[What to work on]
a - According to the text on the appraisal ruling, on what date was the Order in Banat Investment Corporation v. Certain Interested Underwriters at Lloyd's issued?
b - Using the text on the appraisal ruling, explain why the court held that waiver under Section 627.7015 did not apply even though the claim involved a hurricane.
c - Resume the text on the appraisal ruling from its last sentence.

[Page text]
+ + + +
The Martin County Circuit Court recently decided that an insurer did not waive the “binding appraisal” provision of its policy by disputing coverage and by not requiring appraisal until after suit was filed.  Further, although the claim involved a hurricane claim, the court determined that waiver under Section 627.7015 did not apply, since the policy at issue was surplus lines insurance (technically, an “insurance company was not involved–the coverage was provided by underwriters at Lloyds).

The Order was issued in Banat Investment Corporation v. Certain Interested Underwriters at Lloyd’s, in the Circuit Court, 19th Judicial Circuit in and for Martin County, Case No. 432007CA191, on January 11, 2008.

The insured was the owner of an apartment complex in Martin County, Florida.   In exchange for premiums paid by the insured, underwriters at Lloyds issued policies of commercial property insurance covering the complex. After successive hurricanes caused damages, the insured filed suit because it could not reach an agreement with the insurer on the amount of damages related to the second hurricane.  After service, and without filing an answer to the complaint, the insurer demanded an appraisal, as provided for in the policies of insurance.
+ + + +
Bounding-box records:
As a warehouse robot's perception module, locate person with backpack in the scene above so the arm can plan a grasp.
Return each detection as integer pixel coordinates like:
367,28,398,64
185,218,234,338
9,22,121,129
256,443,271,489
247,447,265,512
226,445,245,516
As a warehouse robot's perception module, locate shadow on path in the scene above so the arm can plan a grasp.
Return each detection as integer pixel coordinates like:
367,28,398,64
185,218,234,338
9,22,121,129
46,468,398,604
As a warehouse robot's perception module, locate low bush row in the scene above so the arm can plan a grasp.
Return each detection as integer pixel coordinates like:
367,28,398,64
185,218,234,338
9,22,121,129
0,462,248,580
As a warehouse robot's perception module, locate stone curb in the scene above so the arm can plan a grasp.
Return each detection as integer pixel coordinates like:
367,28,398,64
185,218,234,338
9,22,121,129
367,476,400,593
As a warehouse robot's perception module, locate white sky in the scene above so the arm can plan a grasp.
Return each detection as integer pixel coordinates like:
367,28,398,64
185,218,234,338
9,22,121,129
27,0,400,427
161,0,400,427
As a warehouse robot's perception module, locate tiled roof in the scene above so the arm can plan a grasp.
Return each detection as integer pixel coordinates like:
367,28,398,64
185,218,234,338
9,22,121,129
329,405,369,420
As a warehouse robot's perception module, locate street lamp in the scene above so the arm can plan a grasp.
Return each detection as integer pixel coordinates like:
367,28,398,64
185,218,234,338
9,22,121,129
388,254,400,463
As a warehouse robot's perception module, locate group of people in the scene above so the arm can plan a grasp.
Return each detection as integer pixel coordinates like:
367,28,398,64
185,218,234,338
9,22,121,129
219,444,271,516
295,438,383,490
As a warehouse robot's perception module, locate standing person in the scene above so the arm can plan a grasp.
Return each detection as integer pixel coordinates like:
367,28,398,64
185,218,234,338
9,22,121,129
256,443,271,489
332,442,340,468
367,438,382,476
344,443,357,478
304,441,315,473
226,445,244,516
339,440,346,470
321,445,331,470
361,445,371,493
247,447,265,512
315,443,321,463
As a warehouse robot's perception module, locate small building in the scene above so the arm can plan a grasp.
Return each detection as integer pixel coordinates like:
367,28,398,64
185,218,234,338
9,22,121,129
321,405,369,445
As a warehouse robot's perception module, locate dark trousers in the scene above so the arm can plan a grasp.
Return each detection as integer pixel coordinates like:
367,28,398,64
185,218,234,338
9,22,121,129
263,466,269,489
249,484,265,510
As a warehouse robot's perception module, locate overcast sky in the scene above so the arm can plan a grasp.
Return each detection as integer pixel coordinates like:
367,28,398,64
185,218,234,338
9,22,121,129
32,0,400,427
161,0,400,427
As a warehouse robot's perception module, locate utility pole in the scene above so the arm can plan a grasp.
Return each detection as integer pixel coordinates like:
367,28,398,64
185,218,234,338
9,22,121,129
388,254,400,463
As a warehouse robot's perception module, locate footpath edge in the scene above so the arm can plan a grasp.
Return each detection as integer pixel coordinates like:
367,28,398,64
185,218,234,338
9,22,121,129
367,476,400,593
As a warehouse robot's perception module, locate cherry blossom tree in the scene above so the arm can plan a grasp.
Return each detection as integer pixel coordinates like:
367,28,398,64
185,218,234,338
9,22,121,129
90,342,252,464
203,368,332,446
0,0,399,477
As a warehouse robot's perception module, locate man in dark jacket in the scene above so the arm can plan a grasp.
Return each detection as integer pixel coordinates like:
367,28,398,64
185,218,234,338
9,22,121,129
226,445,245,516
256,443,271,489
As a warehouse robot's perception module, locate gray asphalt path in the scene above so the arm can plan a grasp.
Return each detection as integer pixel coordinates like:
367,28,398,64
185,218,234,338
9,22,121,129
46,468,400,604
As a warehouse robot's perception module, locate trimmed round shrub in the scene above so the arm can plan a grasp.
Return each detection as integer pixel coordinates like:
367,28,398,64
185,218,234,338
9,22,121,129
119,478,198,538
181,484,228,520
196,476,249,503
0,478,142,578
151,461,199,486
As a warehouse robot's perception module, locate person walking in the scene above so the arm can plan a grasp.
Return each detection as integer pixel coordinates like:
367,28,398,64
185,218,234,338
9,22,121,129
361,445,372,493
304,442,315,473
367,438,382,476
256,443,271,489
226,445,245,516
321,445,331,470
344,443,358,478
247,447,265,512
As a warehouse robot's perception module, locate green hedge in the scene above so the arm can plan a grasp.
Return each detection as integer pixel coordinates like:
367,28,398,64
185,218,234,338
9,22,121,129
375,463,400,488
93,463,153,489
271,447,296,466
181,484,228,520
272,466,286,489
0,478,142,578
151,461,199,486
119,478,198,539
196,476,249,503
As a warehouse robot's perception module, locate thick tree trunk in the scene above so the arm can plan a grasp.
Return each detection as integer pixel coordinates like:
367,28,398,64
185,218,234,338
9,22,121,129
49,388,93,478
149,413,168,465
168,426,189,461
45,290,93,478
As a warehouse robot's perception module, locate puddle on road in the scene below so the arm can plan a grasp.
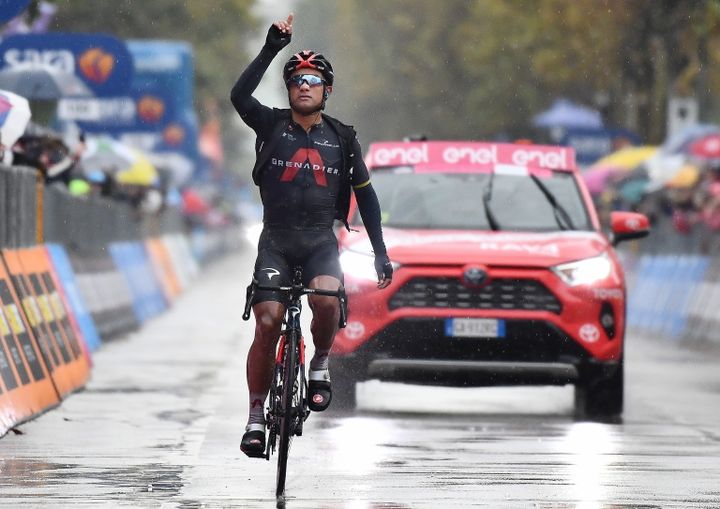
+ + + +
[Answers to the exercises]
a - January 11, 2008.

b - The court found that Section 627.7015 waiver did not apply because the policy at issue was surplus lines insurance. Technically, no insurance company was involved; underwriters at Lloyds provided the coverage.

c -
In response to the demand, the insured claimed appraisal was not appropriate because: the insurer waived appraisal because the insurer repudiate the contract (relieving the insured of all obligations under the policy, including appraisal); the action involves coverage disputes, which were for the court to decide; the insurer’s delay in requesting an appraisal amounted to a waiver; appraisal was impractical because substantial repairs had been made; the insured was prejudiced by the delay in demanding appraisal because suit was already filed; and appraisal was barred by application of Florida Statute section 627.7015 since the insured failed to promptly inform the insured of the option to mediate the loss under that statute.

The court found the insurer did not repudiate the insurance contract because it had partially satisfied the claim under the insurance policy (and in fact paid the undisputed portion of the claim).  The court also noted the dispute involved the “dollar value of covered losses,” an issue appropriate for appraisal.  The court found none of the insurer’s activities were inconsistent with a demand for appraisal, since it didn’t even answer the complaint but instead demanded appraisal.

A significant factor in the opinion is based upon the defendant’s status as an “insurer.”  Lloyds is comprised of members of a regulated market known as the “London Market,” in which individuals offer their personal capital to underwrite insurance risks in exchange for a premium. Specifically, the court noted Lloyds sells only “surplus lines” insurance coverage, a type of insurance which insures risks which are not commonly insurable in the primary commercial market.

Normally, we see that an insurer’s failure to comply with Florida Statute Section 627.7015 
bars enforcement of the appraisal provision when the insurer fails to notify the insured under the statute.  However, in this case, the court noted that Florida Statute section 627.021(2)(e) specifically states that chapter 627 does not apply to surplus lines insurance.  Additionally, in this case, the Florida Department of Insurance (which is responsible for implementing the mediation program under Florida Statute section 627.7015), advised the court via affidavit and memorandum in evidence, that surplus lines insurers are exempt from the requirements of that statute, but may participate in the program voluntarily.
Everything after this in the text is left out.